Problem statement
Everything from the line that holds "Here is an example" through the end of the listing below must be retyped word for word, without any pictures.

◆ ◆ ◆ ◆ ◆

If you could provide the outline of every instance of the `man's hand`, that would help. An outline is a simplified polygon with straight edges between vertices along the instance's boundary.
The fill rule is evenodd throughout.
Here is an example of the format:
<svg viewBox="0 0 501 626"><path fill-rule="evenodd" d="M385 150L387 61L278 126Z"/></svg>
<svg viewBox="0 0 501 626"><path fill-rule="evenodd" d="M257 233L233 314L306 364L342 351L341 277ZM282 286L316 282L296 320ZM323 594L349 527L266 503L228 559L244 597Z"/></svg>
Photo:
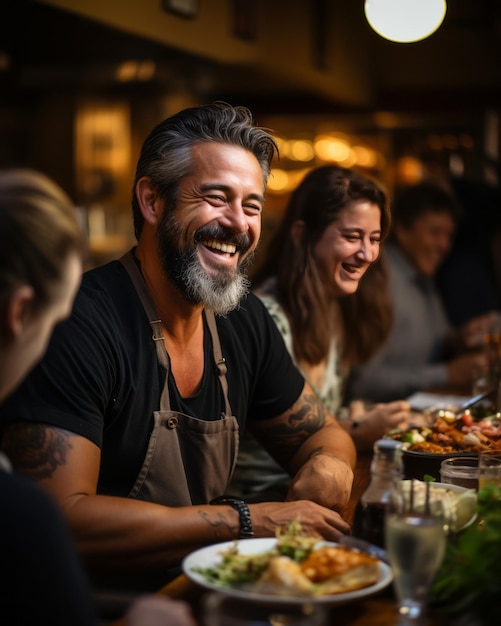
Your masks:
<svg viewBox="0 0 501 626"><path fill-rule="evenodd" d="M252 527L256 537L275 537L278 527L299 521L308 534L326 541L339 541L350 532L350 526L337 513L307 500L262 502L250 504Z"/></svg>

◆ ◆ ◆ ◆ ◆

Answer to this exercise
Here is an example of the format:
<svg viewBox="0 0 501 626"><path fill-rule="evenodd" d="M385 150L387 61L278 126Z"/></svg>
<svg viewBox="0 0 501 626"><path fill-rule="evenodd" d="M257 233L233 314L306 364L342 351L341 277ZM282 286L316 282L296 320ZM323 594L349 527L266 503L228 559L244 597Z"/></svg>
Photo:
Your masks:
<svg viewBox="0 0 501 626"><path fill-rule="evenodd" d="M252 527L256 537L275 537L278 527L299 521L308 534L326 541L339 541L350 532L350 526L337 513L307 500L262 502L250 504Z"/></svg>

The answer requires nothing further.